* _DATASET CONTENT_
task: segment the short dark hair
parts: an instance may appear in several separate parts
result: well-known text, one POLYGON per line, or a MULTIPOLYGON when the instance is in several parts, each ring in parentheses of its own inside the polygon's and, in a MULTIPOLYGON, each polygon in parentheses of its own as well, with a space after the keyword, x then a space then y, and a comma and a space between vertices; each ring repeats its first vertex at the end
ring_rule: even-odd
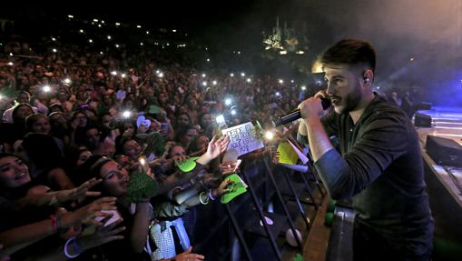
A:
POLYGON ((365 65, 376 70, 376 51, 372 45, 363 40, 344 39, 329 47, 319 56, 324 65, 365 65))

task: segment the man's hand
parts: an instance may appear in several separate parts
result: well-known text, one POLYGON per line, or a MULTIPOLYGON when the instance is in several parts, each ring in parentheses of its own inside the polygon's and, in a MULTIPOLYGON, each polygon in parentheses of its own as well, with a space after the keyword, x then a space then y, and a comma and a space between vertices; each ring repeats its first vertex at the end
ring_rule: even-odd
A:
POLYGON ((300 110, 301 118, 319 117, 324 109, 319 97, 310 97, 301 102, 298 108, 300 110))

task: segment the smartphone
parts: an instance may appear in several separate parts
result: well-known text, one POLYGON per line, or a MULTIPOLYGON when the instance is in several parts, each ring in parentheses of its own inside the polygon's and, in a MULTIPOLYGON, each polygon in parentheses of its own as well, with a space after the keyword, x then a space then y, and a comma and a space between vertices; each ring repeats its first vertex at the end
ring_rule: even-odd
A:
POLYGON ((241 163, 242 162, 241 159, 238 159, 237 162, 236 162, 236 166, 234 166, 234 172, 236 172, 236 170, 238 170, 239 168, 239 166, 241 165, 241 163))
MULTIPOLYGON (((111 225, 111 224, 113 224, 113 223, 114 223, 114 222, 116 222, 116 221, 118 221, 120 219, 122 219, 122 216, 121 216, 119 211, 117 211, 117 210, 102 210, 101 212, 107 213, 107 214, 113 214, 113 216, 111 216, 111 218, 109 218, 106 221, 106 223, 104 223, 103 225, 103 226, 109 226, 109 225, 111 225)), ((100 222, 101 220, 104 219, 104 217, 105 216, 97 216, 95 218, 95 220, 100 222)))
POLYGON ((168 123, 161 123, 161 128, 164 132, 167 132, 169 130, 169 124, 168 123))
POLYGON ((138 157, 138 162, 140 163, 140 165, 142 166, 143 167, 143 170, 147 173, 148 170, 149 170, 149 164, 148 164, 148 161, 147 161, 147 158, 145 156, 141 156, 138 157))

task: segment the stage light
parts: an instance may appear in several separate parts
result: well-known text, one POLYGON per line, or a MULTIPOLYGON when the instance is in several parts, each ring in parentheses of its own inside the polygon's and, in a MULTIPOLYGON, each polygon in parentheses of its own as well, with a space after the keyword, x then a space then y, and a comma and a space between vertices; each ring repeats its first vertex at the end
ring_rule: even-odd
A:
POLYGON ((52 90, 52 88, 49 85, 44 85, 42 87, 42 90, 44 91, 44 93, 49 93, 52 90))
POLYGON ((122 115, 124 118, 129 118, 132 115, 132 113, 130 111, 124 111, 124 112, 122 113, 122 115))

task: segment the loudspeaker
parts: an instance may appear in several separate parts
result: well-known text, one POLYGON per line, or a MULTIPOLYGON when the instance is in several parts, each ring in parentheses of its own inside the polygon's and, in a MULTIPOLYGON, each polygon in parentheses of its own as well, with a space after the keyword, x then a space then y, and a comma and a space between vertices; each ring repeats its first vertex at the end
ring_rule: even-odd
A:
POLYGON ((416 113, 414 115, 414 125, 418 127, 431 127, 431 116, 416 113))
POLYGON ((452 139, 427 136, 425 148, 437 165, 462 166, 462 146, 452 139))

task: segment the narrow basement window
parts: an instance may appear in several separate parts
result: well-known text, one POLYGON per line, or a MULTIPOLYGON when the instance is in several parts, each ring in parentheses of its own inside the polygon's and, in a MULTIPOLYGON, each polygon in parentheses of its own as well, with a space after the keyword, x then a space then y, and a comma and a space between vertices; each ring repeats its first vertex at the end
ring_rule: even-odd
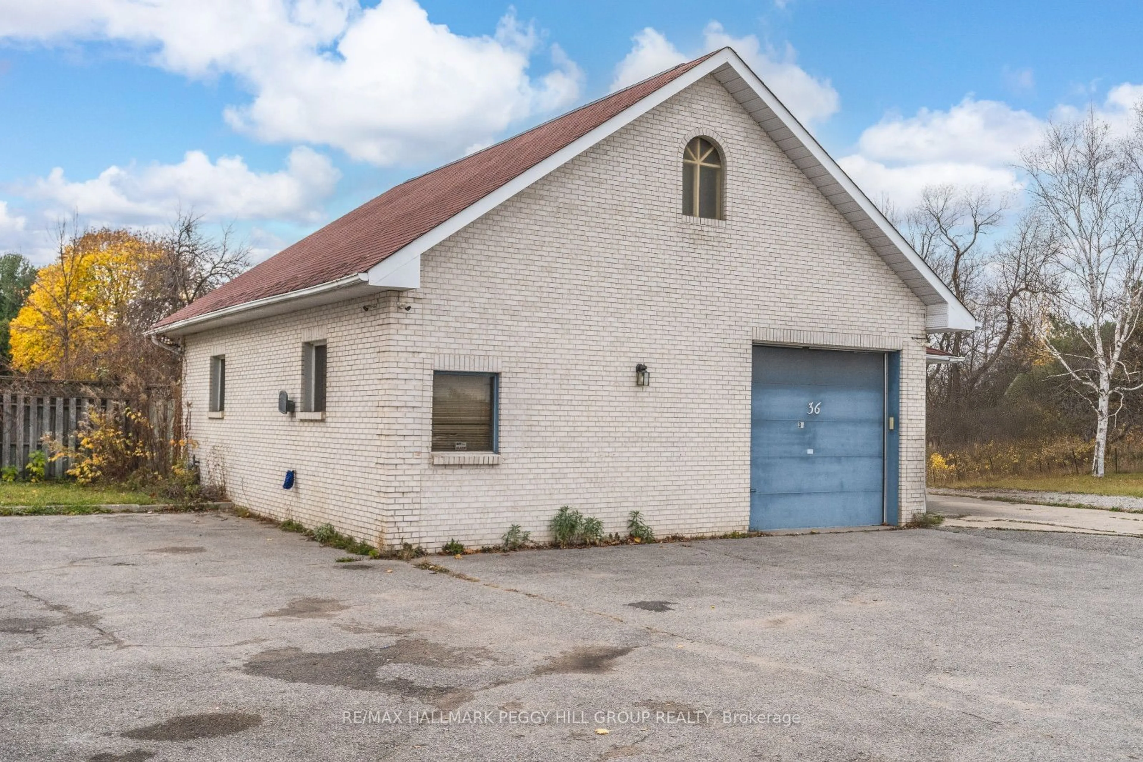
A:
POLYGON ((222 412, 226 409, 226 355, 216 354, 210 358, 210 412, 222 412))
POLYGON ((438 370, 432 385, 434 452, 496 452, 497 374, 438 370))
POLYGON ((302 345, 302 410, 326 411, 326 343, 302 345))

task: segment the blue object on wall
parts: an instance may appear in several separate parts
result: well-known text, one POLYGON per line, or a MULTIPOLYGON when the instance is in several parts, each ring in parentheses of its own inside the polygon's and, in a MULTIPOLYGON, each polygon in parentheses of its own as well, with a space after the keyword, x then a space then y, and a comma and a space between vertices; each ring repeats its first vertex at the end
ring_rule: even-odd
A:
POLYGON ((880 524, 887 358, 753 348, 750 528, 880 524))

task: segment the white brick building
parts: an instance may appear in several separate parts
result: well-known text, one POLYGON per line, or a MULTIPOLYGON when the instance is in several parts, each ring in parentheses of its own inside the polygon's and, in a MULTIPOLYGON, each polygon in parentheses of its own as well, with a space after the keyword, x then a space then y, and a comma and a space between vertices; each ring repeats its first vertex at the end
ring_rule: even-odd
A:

* _DIRECTIVE_
Quote all the lines above exactly as given. Do not include the pictures.

* _ANSWER TO THE EXERCISE_
task: segment the short dark hair
parts: an instance may appear in several separate parts
result: well-known text, one POLYGON per line, or a MULTIPOLYGON when the instance is in several parts, each ring in parentheses of its own inside the polygon's and, in a MULTIPOLYGON, each polygon in parentheses of its own as well, with a space after the keyword, x then a space then y, and a comma and a space between vertices; each ring repeats its first vertex at the end
ring_rule: even-odd
A:
POLYGON ((365 65, 376 70, 376 51, 372 45, 363 40, 344 39, 329 47, 319 56, 324 65, 365 65))

task: segment the man's hand
parts: an instance may appear in several separate parts
result: well-known text, one POLYGON per line, or a MULTIPOLYGON when the instance is in several parts, each ring in parentheses of its own inside the polygon's and, in a MULTIPOLYGON, each polygon in parentheses of its own as well, with a space after the keyword, x then a space then y, and a comma and a space between vertices; each ring repeats its first vertex at the end
ring_rule: even-odd
A:
POLYGON ((300 110, 301 118, 319 117, 324 109, 319 97, 310 97, 301 102, 298 108, 300 110))

task: segment the smartphone
parts: an instance may appear in several separate parts
result: well-known text, one POLYGON per line, or a MULTIPOLYGON when the instance is in several parts, each ring in parentheses of its own inside the polygon's and, in a MULTIPOLYGON, each polygon in parentheses of its own as well, with a space after the keyword, x then a space then y, and a comma and a space between vertices; each ring repeats its first vertex at the end
ring_rule: even-odd
A:
POLYGON ((241 163, 242 162, 241 159, 238 159, 237 162, 236 162, 236 166, 234 166, 234 172, 236 172, 236 170, 238 170, 239 168, 239 166, 241 165, 241 163))
MULTIPOLYGON (((111 225, 111 224, 113 224, 113 223, 114 223, 114 222, 116 222, 116 221, 118 221, 120 219, 122 219, 122 216, 121 216, 119 211, 117 211, 117 210, 102 210, 101 212, 107 213, 107 214, 113 214, 113 216, 111 216, 111 218, 109 218, 106 221, 106 223, 104 223, 103 225, 103 226, 109 226, 109 225, 111 225)), ((100 222, 101 220, 104 219, 104 217, 105 216, 97 216, 95 218, 95 220, 100 222)))
POLYGON ((168 123, 161 123, 161 128, 164 132, 167 132, 169 130, 169 124, 168 123))
POLYGON ((138 157, 138 162, 140 163, 140 165, 142 166, 143 167, 143 170, 147 173, 148 170, 149 170, 149 164, 148 164, 148 161, 147 161, 147 158, 145 156, 141 156, 138 157))

task: segment the stage light
parts: an instance may appear in several separate parts
result: well-known text, one POLYGON per line, or a MULTIPOLYGON when the instance is in several parts, each ring in parentheses of its own inside the polygon's and, in a MULTIPOLYGON, each polygon in parentheses of its own as well, with a space after the keyword, x then a space then y, and a comma and a space between vertices; each ring repeats its first vertex at the end
ring_rule: even-odd
A:
POLYGON ((52 90, 52 88, 49 85, 44 85, 42 87, 42 90, 44 91, 44 93, 49 93, 52 90))
POLYGON ((122 115, 124 118, 129 118, 132 115, 132 113, 130 111, 124 111, 124 112, 122 113, 122 115))

task: segment the loudspeaker
parts: an instance may appear in several separate parts
result: well-known text, one POLYGON per line, or a MULTIPOLYGON when the instance is in several parts, each ring in parentheses of its own inside the polygon's and, in a MULTIPOLYGON, each polygon in parentheses of its own as well, with a space after the keyword, x then a space then y, and a comma and a space between vertices; each ring repeats its first vertex at the end
ring_rule: even-odd
A:
POLYGON ((416 113, 414 115, 414 125, 418 127, 431 127, 431 116, 416 113))
POLYGON ((452 139, 427 136, 425 148, 437 165, 462 166, 462 146, 452 139))

task: segment the narrow basement window
parts: an instance may appear in several separate parts
result: well-known text, one POLYGON per line, or a MULTIPOLYGON when the instance is in several parts, each ring in parentheses of its own inside the polygon's and, in a MULTIPOLYGON, each polygon in parentheses of its own as well, with a space after the keyword, x then a space then y, and a comma and a space between vertices; each ring repeats its first vertex at the end
ring_rule: even-odd
A:
POLYGON ((222 412, 226 409, 226 355, 216 354, 210 358, 210 412, 222 412))
POLYGON ((438 370, 432 385, 434 452, 496 452, 497 374, 438 370))
POLYGON ((302 345, 302 410, 326 411, 326 343, 302 345))

task: segment the blue object on wall
parts: an instance may appear in several separate parts
result: well-known text, one POLYGON per line, or a MULTIPOLYGON when the instance is in several parts, each ring in parentheses of its own inside the polygon's and, in a MULTIPOLYGON, each polygon in parentheses of its own as well, with a space after the keyword, x then a space then y, and a comma and a space between vertices; each ring repeats its first vertex at the end
ring_rule: even-odd
A:
POLYGON ((880 524, 887 358, 753 348, 750 528, 880 524))

task: segment the white brick building
parts: an instance may appear in several separate parts
result: well-known text, one POLYGON per line, or a MULTIPOLYGON when the instance is in several parts, each ring in parentheses of its own inside the polygon's and, in a MULTIPOLYGON, each polygon in parentheses of its own as well, with a space after the keyword, x then a space then y, and a comma and a space between vertices; each ring repeats its first vertex at the end
ring_rule: even-odd
A:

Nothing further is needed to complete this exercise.